§ **Given text**
+--

Swedish Johannes Hedberg and Daniel Segerstad started their path together as Carbon Based Lifeforms in 1996. In 2002 the signed with the renowned Ultimae Records label and published their first work with them in 2003: Hydroponic Garden. World of Sleepers would follow in 2006 and Interloper in 2010. These three albums form a trilogy oriented towards downtempo, trance and psybient, in the steps of other artists in the label as Aes Dana or Solar Fields. It was to be seen which direction would take their music after closing this stage, and the doubt was cleared up with the release of Twentythree: Carbon Based Lifeforms stripped of every robes and bet everything to pure ambient.

The album opens with 'Arecibo'. The title makes reference to the biggest radiotelescope in the world, located in Costa Rica and popular for counting among its scientific purposes with the search of extraterrestrial life. CBL's music in this theme seems to conjure up the vast inmensity of space, the cold emptiness the cosmic radiowaves would go all over before reaching the scientists in Arecibo. The synth layers build a thick wall hard to run through. There exists a widespread topic about the difficulty of listening to, and appreciate, ambient music, ant Twentythree is not going to be the album that will change it. Because behind that first wall, there is only a bleak landscape.

Whichever system 'System' refers to, is turned off, disconected, inert. There is a slight glow, a fragile harmonic construction in 'Somewhere in Russia', as if that place in Russia were an icy plain of the Siberian steppe: there is life there, somewhere, but we cannot see it, but just sense it. 'Terpene' has a liquid consistency, it is lighter and shifting, also more emotional, within the narrow limits allowed by the extreme minimalism the Swedish duo develop.

The main piece of the album is 'Inertia', the longest and more ambitious. It combines in its bosom organic and watery sounds with deep pads, as if we had descended from outer space into the ocean's deep abyss.

+--

§ **Collected material**
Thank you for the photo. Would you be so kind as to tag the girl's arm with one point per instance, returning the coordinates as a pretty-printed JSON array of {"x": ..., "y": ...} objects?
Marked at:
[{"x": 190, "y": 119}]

+--

§ **Set problem**
Rewrite the album review from "Whichever system 'System'" to "ocean's deep abyss.", substituting "Swedish pair" for "Swedish duo". The material was taken from a separate source.

§ **Task result**
Whichever system 'System' refers to, is turned off, disconected, inert. There is a slight glow, a fragile harmonic construction in 'Somewhere in Russia', as if that place in Russia were an icy plain of the Siberian steppe: there is life there, somewhere, but we cannot see it, but just sense it. 'Terpene' has a liquid consistency, it is lighter and shifting, also more emotional, within the narrow limits allowed by the extreme minimalism the Swedish pair develop.

The main piece of the album is 'Inertia', the longest and more ambitious. It combines in its bosom organic and watery sounds with deep pads, as if we had descended from outer space into the ocean's deep abyss.